* [EXERCISE PROMPT]
Return the whole listing exactly as it stands.

* Start *

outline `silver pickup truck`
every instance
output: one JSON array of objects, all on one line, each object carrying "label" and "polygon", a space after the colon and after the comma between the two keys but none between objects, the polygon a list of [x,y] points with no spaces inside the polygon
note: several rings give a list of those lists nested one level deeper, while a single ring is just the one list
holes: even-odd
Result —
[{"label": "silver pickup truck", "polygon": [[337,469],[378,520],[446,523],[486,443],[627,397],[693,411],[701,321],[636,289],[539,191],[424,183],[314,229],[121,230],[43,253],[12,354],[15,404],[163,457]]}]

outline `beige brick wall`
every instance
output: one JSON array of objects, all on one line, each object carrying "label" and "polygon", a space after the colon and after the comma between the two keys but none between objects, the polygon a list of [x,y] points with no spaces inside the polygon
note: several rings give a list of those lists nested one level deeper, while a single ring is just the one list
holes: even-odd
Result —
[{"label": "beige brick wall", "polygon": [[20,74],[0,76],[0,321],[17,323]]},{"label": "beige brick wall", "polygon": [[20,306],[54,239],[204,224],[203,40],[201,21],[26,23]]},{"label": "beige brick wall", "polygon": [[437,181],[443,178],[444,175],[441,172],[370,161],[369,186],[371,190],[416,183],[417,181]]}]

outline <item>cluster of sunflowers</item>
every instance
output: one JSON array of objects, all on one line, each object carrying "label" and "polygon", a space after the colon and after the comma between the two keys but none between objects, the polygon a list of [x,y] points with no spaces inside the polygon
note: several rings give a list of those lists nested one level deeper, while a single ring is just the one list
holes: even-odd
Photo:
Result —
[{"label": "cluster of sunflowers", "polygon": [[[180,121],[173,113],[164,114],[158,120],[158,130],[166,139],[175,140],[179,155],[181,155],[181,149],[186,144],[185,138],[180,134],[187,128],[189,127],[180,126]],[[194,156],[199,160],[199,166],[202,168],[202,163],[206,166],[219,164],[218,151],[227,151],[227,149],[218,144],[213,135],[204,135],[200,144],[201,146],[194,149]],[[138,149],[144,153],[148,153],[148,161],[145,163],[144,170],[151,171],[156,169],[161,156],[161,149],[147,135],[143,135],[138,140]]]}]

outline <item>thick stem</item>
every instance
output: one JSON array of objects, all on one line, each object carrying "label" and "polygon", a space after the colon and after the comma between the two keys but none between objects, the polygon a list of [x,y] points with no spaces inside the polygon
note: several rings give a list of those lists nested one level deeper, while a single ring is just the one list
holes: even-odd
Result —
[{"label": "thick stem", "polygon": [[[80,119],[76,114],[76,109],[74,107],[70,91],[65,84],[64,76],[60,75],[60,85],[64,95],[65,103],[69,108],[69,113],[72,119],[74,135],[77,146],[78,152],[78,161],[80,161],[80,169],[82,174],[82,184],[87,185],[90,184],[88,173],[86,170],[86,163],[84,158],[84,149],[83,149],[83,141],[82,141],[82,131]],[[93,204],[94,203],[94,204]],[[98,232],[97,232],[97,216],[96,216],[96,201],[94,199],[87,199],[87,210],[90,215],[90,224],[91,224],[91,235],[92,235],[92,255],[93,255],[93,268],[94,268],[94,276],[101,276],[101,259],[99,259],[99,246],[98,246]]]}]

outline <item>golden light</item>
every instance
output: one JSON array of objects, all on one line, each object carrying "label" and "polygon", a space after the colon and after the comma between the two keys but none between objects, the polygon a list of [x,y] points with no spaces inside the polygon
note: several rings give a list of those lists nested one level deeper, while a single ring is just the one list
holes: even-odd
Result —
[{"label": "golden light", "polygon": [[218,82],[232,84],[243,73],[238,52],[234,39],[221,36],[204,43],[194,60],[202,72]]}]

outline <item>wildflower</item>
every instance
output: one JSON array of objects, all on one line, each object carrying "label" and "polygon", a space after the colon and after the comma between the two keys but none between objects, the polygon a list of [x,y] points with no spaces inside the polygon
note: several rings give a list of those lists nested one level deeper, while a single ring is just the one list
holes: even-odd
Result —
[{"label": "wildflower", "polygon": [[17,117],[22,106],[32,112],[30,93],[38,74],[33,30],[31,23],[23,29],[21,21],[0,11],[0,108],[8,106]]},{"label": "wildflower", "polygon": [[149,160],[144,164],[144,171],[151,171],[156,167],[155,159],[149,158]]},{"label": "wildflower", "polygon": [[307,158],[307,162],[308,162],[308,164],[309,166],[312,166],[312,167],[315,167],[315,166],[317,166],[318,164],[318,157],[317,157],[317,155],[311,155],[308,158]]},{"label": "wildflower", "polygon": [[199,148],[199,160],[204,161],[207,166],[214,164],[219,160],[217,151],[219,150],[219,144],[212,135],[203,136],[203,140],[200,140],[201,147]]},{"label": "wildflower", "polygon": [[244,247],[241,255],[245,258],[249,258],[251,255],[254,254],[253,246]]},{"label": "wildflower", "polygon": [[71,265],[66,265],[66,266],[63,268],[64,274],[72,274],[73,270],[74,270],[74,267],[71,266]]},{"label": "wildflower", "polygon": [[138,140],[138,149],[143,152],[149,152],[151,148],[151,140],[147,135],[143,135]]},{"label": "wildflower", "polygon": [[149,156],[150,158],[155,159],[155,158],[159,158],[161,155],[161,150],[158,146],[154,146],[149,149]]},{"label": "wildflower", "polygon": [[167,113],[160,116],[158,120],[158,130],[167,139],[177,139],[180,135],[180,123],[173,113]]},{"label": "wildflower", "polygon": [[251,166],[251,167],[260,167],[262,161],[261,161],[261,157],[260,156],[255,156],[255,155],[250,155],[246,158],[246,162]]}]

* End *

* [COMPLETED TASK]
outline `silver pickup truck`
every instance
output: one JSON array of objects, all on one line, each object carrying "label" and "polygon", a space after the colon and after the comma between the two keys but none between objects, the polygon a list of [x,y] points with no spaces inside the polygon
note: several rings give a list of those lists nested one level deeper, while a single ring is just the one list
holes: even-odd
Result —
[{"label": "silver pickup truck", "polygon": [[337,469],[378,520],[446,523],[486,443],[627,397],[693,411],[701,321],[636,289],[539,191],[424,183],[314,229],[121,230],[43,253],[12,354],[15,404],[163,457]]}]

outline `beige brick wall`
every instance
output: one JSON array of objects, all on one line, each object carrying "label" and "polygon", a space after the colon and after the comma between the two keys but none between objects, the polygon a list of [x,y] points with no spaces inside the polygon
note: several rings give a list of those lists nested one level deeper, while a single ring is just the one list
holes: even-odd
Result —
[{"label": "beige brick wall", "polygon": [[20,74],[0,76],[0,321],[17,323]]},{"label": "beige brick wall", "polygon": [[20,306],[54,239],[204,224],[203,40],[201,21],[26,23]]},{"label": "beige brick wall", "polygon": [[437,181],[443,178],[444,175],[441,172],[370,161],[369,186],[371,190],[416,183],[417,181]]}]

outline <item>cluster of sunflowers</item>
every instance
output: one JSON array of objects, all on one line, each object carrying "label" and "polygon", a space after the colon and after the comma between the two keys but none between objects, the polygon a list of [x,y] points with no spaces inside the polygon
note: several rings give a list of those lists nested one level deeper, while a single ring is just the one list
holes: even-odd
Photo:
Result —
[{"label": "cluster of sunflowers", "polygon": [[[180,121],[173,113],[164,114],[158,120],[158,130],[166,139],[175,140],[179,155],[181,155],[181,149],[186,144],[185,138],[180,134],[187,128],[189,127],[180,126]],[[194,156],[199,160],[199,166],[202,168],[202,163],[206,166],[219,164],[218,151],[227,151],[227,149],[218,144],[213,135],[204,135],[200,144],[201,146],[194,149]],[[138,149],[144,153],[148,153],[148,161],[145,163],[144,170],[151,171],[156,169],[161,156],[161,149],[147,135],[143,135],[138,140]]]}]

outline <item>thick stem</item>
every instance
output: one JSON array of objects, all on one line, each object carrying "label" and "polygon", a space after the colon and after the comma between the two keys but none between objects, the polygon a list of [x,y] points with no spaces inside the polygon
note: several rings give a list of those lists nested one level deeper, while a single ring is just the one list
holes: even-odd
Result —
[{"label": "thick stem", "polygon": [[[80,119],[76,114],[76,109],[74,107],[70,91],[65,84],[64,76],[60,75],[60,85],[64,95],[65,103],[69,108],[69,113],[72,119],[74,135],[77,146],[78,152],[78,161],[80,161],[80,169],[82,174],[82,184],[87,185],[90,184],[88,173],[86,170],[86,163],[84,158],[84,149],[83,149],[83,141],[82,141],[82,131]],[[93,204],[94,203],[94,204]],[[98,232],[97,232],[97,216],[96,216],[96,201],[94,199],[87,199],[87,210],[90,215],[90,224],[91,224],[91,235],[92,235],[92,255],[93,255],[93,268],[94,268],[94,276],[101,276],[101,259],[99,259],[99,246],[98,246]]]}]

outline <item>golden light</item>
every instance
output: one JSON array of objects, all on one line, each object carrying "label" and "polygon", a space after the colon and after the comma between the two keys but none between objects, the polygon a list of [x,y] points with no spaces inside the polygon
note: several rings give a list of those lists nested one level deeper, while a single ring is just the one list
holes: even-odd
Result —
[{"label": "golden light", "polygon": [[218,82],[232,84],[243,73],[238,52],[234,39],[221,36],[204,43],[194,60],[202,72]]}]

outline <item>wildflower</item>
every instance
output: one JSON array of objects, all on one line, each object carrying "label" and "polygon", a space after the colon and after the comma between the two keys but none between objects, the polygon a list of [x,y] points with no spaces inside the polygon
note: several rings give a list of those lists nested one level deeper, while a single ring is just the one list
holes: even-odd
Result —
[{"label": "wildflower", "polygon": [[17,117],[22,106],[32,112],[30,93],[38,74],[33,30],[31,23],[23,29],[21,21],[0,11],[0,108],[8,106]]},{"label": "wildflower", "polygon": [[149,160],[144,164],[144,171],[151,171],[156,167],[155,159],[149,158]]},{"label": "wildflower", "polygon": [[307,158],[307,162],[308,162],[308,164],[309,166],[312,166],[312,167],[315,167],[315,166],[317,166],[318,164],[318,157],[317,157],[317,155],[311,155],[308,158]]},{"label": "wildflower", "polygon": [[199,148],[199,160],[204,161],[207,166],[214,164],[219,160],[217,151],[219,150],[219,144],[212,135],[203,136],[203,140],[200,140],[201,147]]},{"label": "wildflower", "polygon": [[244,247],[241,255],[245,258],[249,258],[251,255],[254,254],[253,246]]},{"label": "wildflower", "polygon": [[71,265],[66,265],[66,266],[63,268],[64,274],[72,274],[73,270],[74,270],[74,267],[71,266]]},{"label": "wildflower", "polygon": [[138,140],[138,149],[143,152],[149,152],[151,148],[151,140],[147,135],[143,135]]},{"label": "wildflower", "polygon": [[149,156],[150,158],[155,159],[155,158],[159,158],[161,155],[161,150],[158,146],[154,146],[149,149]]},{"label": "wildflower", "polygon": [[167,113],[160,116],[158,120],[158,130],[167,139],[177,139],[180,135],[180,123],[173,113]]},{"label": "wildflower", "polygon": [[251,166],[251,167],[260,167],[262,161],[261,161],[261,157],[260,156],[255,156],[255,155],[250,155],[246,158],[246,162]]}]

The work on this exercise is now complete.